Photo-based referring expression data
○ ○ ○ ○ ○ ○ ○

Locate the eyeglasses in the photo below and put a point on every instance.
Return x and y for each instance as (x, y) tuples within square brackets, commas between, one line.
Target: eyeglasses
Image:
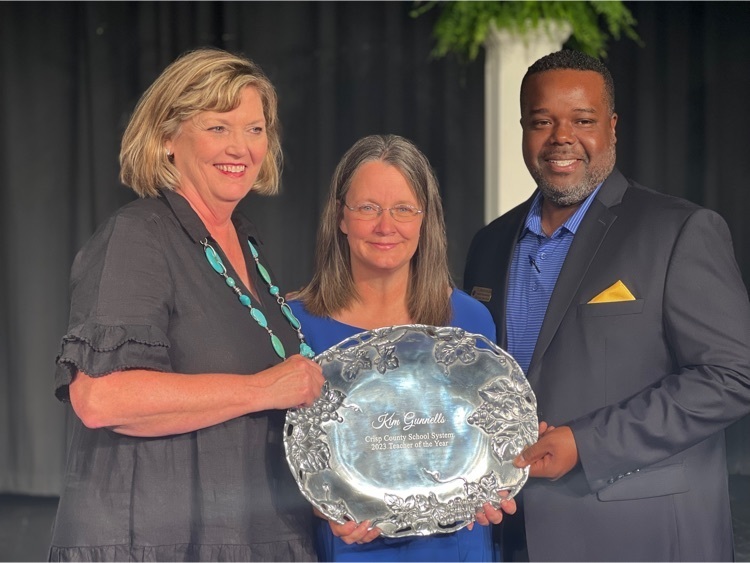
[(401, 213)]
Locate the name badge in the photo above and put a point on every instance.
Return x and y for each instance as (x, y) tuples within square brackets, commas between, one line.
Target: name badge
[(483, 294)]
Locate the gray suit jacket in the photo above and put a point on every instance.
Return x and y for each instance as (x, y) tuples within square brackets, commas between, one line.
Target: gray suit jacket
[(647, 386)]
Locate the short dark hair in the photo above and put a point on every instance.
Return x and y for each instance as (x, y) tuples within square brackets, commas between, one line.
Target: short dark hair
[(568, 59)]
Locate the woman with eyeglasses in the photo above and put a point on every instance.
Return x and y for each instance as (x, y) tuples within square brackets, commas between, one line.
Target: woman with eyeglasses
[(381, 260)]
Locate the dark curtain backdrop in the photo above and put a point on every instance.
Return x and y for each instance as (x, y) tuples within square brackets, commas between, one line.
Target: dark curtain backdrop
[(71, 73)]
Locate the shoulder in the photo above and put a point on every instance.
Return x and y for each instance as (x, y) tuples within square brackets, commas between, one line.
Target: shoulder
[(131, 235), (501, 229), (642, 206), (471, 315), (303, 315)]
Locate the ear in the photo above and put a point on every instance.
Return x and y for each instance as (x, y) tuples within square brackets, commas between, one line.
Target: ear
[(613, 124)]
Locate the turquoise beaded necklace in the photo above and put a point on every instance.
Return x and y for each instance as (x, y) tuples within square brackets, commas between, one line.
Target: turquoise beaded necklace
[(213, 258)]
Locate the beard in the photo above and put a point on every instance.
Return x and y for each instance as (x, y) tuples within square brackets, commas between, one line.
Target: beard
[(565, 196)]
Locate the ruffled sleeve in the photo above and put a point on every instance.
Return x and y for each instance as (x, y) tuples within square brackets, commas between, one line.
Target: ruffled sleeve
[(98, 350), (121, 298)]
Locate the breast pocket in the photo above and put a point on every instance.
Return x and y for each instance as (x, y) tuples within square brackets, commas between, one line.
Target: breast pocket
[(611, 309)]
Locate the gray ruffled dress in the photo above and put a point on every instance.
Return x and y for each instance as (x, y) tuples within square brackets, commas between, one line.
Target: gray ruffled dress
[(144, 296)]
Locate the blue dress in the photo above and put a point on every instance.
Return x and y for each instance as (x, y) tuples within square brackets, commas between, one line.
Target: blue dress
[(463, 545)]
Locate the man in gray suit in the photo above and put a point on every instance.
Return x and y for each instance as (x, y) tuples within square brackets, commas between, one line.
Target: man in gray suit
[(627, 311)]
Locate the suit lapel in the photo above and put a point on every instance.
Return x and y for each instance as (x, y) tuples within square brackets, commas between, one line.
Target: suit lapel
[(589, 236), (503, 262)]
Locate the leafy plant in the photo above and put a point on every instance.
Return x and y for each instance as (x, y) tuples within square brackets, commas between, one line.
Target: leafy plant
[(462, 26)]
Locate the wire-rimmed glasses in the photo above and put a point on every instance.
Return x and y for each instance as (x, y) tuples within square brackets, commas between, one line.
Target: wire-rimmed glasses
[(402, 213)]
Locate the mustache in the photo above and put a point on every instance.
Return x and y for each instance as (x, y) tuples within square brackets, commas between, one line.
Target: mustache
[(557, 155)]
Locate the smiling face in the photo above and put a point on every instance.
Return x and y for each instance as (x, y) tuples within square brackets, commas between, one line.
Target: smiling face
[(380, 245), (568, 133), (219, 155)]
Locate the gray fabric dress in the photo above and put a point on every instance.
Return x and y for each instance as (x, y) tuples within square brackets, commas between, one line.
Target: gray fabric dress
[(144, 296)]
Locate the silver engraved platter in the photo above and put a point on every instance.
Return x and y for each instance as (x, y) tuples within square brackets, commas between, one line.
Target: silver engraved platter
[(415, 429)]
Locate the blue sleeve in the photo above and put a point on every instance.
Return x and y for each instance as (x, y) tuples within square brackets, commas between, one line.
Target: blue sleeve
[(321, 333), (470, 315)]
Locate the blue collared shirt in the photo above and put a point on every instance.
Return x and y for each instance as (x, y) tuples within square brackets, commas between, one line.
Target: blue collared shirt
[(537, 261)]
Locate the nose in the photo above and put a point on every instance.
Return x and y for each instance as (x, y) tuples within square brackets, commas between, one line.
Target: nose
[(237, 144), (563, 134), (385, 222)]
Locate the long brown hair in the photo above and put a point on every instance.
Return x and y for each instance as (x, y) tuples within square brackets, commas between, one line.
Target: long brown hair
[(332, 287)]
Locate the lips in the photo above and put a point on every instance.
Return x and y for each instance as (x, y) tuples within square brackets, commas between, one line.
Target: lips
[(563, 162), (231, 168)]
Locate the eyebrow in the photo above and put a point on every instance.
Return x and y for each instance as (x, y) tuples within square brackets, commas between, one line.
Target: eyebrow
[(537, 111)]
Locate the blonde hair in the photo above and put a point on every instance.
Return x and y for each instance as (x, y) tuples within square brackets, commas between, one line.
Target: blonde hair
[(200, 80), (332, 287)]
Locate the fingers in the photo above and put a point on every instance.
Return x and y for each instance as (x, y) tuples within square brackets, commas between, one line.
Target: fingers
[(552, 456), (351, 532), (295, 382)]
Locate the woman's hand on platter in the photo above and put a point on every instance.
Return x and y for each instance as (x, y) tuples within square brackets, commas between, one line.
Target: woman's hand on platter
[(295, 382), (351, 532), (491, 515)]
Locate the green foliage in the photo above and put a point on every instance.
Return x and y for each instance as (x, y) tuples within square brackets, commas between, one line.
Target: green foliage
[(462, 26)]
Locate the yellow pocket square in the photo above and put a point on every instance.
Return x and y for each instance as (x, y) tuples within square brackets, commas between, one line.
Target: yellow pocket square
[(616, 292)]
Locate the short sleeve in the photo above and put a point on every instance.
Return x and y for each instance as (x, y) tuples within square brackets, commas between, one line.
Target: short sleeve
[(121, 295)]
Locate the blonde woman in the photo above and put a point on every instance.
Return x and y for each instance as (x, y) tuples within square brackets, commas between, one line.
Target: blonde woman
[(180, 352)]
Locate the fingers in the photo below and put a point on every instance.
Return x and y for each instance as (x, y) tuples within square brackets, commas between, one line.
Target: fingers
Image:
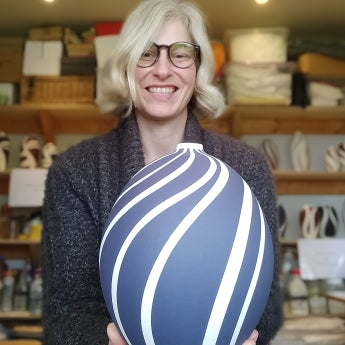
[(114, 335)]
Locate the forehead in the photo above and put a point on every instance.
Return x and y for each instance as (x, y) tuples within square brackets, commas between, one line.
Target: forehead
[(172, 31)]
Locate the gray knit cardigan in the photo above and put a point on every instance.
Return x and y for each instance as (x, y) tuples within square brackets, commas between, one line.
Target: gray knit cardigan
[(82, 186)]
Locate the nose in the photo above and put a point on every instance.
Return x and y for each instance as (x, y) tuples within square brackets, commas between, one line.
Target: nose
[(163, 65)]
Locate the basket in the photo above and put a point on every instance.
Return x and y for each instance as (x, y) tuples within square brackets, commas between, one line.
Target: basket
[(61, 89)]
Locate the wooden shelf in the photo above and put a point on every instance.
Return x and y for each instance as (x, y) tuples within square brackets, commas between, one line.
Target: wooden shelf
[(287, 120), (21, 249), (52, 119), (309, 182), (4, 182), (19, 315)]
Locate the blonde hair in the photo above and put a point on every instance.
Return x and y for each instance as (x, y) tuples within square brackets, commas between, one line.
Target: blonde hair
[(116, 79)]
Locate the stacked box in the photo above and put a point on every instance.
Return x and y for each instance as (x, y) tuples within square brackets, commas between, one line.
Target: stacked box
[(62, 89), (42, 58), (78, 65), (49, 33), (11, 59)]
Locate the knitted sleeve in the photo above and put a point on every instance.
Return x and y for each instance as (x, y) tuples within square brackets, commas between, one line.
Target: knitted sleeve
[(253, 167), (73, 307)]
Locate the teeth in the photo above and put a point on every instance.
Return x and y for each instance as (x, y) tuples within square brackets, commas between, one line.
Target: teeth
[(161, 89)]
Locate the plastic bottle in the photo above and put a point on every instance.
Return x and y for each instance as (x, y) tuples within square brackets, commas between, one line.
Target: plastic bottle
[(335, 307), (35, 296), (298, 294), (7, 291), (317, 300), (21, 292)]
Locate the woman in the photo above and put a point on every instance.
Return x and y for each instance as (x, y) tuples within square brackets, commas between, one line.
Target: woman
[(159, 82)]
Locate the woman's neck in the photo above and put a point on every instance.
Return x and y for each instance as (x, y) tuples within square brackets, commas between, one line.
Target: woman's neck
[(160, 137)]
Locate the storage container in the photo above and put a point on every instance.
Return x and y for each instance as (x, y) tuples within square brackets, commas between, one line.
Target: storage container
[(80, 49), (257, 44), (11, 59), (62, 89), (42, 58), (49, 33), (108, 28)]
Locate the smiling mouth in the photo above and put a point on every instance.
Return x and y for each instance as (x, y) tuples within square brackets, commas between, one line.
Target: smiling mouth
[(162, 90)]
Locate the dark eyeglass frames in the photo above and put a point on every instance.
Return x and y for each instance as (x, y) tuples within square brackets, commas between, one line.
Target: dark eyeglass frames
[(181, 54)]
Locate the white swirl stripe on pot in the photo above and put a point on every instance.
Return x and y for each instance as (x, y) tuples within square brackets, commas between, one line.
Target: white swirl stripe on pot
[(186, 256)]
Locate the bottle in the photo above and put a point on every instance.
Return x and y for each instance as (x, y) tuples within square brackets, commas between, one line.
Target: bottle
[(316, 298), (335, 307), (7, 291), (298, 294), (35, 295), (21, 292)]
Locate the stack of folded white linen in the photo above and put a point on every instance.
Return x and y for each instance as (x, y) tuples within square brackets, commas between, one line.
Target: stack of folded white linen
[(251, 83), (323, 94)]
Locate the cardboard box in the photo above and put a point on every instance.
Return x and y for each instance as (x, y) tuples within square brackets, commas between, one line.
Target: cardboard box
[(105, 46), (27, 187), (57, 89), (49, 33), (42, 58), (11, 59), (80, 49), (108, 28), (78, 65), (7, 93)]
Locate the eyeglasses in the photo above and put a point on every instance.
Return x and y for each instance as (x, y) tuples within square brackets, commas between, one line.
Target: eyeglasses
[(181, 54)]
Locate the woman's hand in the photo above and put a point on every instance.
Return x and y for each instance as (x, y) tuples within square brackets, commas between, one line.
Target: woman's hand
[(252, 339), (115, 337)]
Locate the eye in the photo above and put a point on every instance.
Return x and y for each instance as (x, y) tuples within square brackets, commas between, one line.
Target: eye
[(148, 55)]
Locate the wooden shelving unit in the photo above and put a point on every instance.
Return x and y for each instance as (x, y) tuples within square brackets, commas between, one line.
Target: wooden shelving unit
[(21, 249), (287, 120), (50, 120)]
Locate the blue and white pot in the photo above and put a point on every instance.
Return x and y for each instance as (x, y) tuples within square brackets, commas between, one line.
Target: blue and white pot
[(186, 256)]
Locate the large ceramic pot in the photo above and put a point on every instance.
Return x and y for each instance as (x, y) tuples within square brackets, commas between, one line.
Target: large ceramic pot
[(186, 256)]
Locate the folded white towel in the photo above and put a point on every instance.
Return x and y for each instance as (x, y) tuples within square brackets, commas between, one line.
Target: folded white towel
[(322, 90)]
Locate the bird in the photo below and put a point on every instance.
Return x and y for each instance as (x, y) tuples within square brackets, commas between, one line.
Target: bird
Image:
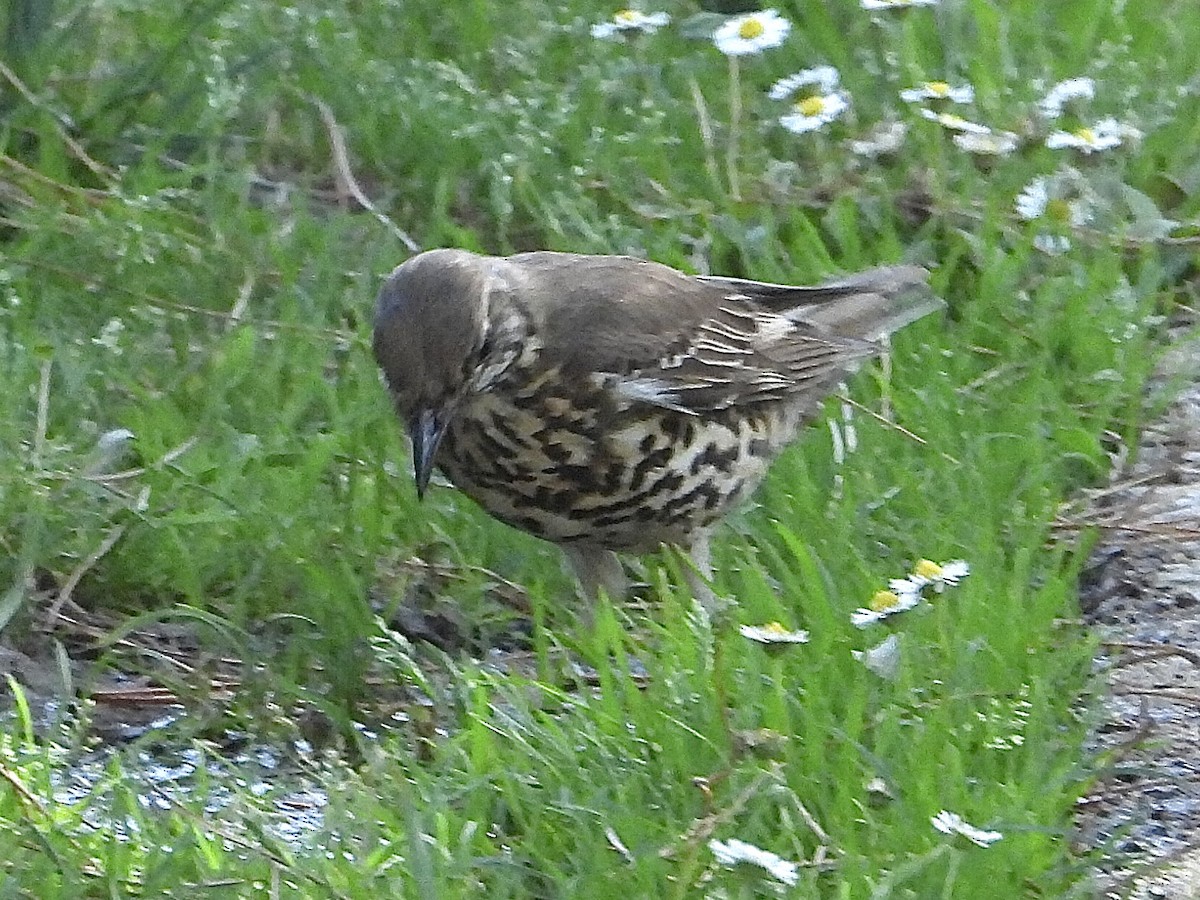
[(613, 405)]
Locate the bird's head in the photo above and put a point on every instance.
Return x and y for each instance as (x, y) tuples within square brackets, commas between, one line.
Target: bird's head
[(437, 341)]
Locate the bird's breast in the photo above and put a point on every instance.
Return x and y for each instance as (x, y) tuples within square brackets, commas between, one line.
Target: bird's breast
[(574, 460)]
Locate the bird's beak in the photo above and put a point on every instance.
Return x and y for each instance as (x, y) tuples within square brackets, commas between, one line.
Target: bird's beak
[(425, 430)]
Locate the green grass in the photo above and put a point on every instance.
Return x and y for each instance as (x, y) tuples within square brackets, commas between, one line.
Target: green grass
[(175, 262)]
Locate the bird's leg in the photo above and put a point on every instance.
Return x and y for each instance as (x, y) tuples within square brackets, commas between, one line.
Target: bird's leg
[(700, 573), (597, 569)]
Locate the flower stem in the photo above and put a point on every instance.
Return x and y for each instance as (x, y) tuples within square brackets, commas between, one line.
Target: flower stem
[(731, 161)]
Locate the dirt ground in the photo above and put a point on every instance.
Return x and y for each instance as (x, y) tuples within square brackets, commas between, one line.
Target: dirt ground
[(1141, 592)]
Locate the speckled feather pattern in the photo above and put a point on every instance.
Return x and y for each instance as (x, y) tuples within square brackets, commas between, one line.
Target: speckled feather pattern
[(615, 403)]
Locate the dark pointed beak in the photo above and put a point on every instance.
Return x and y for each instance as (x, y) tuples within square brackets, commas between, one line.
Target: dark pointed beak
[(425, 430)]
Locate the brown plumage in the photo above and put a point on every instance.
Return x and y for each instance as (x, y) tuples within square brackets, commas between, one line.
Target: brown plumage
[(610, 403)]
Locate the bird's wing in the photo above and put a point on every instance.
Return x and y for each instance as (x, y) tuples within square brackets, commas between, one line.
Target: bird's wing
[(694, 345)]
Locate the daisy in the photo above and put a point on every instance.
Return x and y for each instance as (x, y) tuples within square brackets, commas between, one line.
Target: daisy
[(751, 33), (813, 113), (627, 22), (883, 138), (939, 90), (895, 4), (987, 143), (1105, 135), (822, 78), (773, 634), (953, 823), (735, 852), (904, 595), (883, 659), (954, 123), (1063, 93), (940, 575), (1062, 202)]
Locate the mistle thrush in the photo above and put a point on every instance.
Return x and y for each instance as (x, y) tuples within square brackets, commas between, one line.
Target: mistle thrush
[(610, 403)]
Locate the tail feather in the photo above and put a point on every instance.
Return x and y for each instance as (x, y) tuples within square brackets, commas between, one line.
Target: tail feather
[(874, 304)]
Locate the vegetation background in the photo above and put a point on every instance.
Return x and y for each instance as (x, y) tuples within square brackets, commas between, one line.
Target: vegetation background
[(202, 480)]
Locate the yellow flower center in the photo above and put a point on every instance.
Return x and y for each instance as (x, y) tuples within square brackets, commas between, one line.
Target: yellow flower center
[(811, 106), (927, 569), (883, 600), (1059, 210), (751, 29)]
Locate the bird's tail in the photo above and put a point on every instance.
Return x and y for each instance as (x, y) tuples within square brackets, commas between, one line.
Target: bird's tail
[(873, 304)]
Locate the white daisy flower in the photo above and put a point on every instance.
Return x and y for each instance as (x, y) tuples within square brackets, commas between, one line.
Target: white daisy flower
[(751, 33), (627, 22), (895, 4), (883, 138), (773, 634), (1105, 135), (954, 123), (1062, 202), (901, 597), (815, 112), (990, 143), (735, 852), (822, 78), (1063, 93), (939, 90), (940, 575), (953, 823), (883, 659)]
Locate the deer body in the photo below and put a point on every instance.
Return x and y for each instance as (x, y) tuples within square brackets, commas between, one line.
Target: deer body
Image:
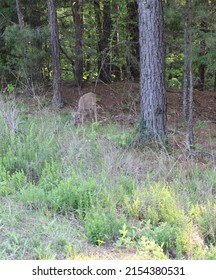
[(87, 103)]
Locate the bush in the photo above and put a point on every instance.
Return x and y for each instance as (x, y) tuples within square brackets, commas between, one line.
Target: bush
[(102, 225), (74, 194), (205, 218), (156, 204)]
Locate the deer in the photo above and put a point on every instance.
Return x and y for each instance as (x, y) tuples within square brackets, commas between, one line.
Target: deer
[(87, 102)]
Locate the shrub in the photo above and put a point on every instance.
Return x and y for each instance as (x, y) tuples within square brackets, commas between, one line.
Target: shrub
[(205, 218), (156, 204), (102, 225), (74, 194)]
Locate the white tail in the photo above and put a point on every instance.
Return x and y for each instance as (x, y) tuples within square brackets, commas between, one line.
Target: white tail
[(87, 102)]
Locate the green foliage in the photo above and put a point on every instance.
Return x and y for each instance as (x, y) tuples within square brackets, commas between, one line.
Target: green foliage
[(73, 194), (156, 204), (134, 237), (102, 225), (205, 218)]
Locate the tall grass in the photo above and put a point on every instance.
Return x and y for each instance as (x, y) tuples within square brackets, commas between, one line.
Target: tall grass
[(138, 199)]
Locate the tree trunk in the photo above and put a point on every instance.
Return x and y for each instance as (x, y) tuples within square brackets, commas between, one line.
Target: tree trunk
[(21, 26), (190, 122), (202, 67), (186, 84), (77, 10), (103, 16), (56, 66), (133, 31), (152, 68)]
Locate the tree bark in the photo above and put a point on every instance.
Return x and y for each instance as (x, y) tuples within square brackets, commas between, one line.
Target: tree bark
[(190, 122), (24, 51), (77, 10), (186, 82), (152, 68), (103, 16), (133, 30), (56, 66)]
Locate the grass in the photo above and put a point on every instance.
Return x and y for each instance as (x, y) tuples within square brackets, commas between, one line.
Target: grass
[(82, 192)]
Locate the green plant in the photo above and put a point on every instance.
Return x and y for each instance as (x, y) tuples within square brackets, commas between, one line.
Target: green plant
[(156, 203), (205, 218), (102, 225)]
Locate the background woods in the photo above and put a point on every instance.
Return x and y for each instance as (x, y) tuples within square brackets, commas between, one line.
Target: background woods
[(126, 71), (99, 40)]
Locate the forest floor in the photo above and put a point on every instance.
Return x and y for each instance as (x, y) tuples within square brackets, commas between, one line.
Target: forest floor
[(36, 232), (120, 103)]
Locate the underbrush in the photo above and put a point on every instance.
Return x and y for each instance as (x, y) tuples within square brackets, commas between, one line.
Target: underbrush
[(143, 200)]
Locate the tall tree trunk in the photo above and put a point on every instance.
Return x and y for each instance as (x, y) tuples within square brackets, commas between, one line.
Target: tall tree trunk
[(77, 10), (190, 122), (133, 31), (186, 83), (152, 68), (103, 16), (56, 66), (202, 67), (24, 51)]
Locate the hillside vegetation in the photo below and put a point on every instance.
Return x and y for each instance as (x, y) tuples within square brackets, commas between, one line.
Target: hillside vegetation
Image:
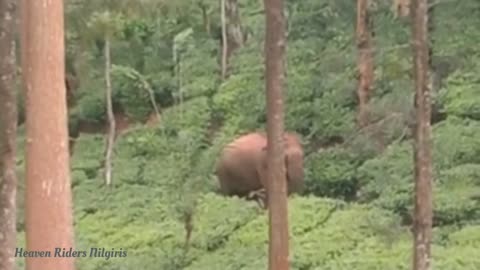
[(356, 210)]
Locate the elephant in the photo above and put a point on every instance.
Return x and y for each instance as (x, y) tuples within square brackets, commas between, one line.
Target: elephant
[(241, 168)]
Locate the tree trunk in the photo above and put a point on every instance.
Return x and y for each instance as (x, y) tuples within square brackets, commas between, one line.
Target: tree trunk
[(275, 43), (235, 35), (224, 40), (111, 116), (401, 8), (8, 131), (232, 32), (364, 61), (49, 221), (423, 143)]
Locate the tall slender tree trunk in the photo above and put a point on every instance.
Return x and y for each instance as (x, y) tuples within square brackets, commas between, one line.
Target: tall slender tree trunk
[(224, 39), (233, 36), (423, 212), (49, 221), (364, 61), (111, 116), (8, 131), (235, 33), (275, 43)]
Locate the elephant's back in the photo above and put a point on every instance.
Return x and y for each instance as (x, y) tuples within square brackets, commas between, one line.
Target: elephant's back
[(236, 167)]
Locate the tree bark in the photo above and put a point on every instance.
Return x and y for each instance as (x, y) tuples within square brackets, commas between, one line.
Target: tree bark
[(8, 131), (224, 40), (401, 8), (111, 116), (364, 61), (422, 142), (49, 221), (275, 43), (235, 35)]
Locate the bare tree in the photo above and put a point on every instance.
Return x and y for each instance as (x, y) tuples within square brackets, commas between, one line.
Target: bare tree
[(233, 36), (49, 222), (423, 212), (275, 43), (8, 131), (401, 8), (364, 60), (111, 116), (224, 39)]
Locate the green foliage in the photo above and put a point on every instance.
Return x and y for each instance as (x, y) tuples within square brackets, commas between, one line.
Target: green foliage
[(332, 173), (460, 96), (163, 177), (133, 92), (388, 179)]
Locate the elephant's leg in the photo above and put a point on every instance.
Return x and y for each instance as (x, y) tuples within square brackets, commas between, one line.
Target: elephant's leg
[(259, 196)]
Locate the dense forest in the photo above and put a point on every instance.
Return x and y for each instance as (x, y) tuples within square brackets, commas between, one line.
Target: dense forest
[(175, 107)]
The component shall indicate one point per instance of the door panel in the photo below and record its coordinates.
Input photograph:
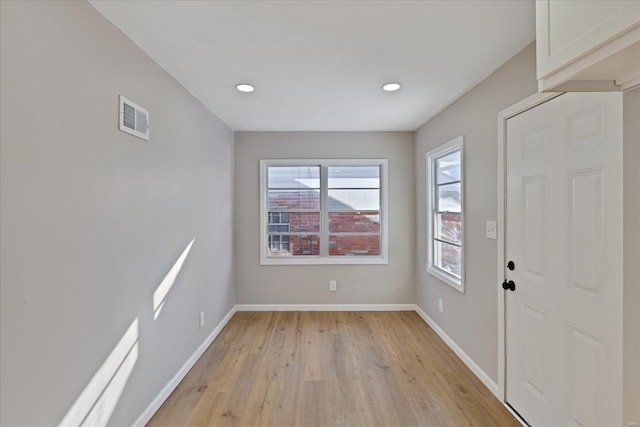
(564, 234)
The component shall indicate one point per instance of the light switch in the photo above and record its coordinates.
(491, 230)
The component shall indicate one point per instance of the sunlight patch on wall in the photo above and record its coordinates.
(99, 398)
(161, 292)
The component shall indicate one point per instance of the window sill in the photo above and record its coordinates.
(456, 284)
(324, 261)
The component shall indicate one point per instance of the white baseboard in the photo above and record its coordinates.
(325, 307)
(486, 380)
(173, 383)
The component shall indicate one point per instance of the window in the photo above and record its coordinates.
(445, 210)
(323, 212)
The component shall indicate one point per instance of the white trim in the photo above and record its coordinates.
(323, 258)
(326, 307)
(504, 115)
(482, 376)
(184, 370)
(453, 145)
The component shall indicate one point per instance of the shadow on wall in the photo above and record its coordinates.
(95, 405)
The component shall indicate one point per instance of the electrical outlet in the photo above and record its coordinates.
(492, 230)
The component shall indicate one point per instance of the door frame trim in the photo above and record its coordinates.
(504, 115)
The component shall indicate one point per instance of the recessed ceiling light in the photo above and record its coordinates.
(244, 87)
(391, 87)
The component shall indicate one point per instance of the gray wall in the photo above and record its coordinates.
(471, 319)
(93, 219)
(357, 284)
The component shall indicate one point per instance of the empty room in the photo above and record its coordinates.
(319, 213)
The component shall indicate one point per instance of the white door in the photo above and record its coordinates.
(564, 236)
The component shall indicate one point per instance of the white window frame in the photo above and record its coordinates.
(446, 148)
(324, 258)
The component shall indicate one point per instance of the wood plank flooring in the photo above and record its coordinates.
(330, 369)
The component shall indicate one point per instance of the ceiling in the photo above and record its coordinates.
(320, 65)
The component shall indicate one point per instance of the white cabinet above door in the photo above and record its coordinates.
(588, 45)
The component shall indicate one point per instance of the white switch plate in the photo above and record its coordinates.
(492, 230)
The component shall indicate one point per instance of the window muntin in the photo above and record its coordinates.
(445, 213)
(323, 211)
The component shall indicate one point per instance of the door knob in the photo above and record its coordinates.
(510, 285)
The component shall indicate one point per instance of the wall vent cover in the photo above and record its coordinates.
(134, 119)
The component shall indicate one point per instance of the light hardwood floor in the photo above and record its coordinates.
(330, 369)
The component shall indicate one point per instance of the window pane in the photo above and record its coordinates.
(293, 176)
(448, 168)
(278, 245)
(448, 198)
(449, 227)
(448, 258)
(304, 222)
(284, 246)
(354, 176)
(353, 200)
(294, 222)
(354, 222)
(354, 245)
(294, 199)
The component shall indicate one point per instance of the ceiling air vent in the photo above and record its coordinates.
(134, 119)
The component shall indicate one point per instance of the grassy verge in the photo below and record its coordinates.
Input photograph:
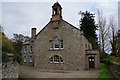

○ ○ ○ ○ ○ ○ ○

> [AIM OF THE EXERCISE]: Could you state the number of lines above in which the word "hillside" appears? Give that number by itself.

> [TASK SOLUTION]: 2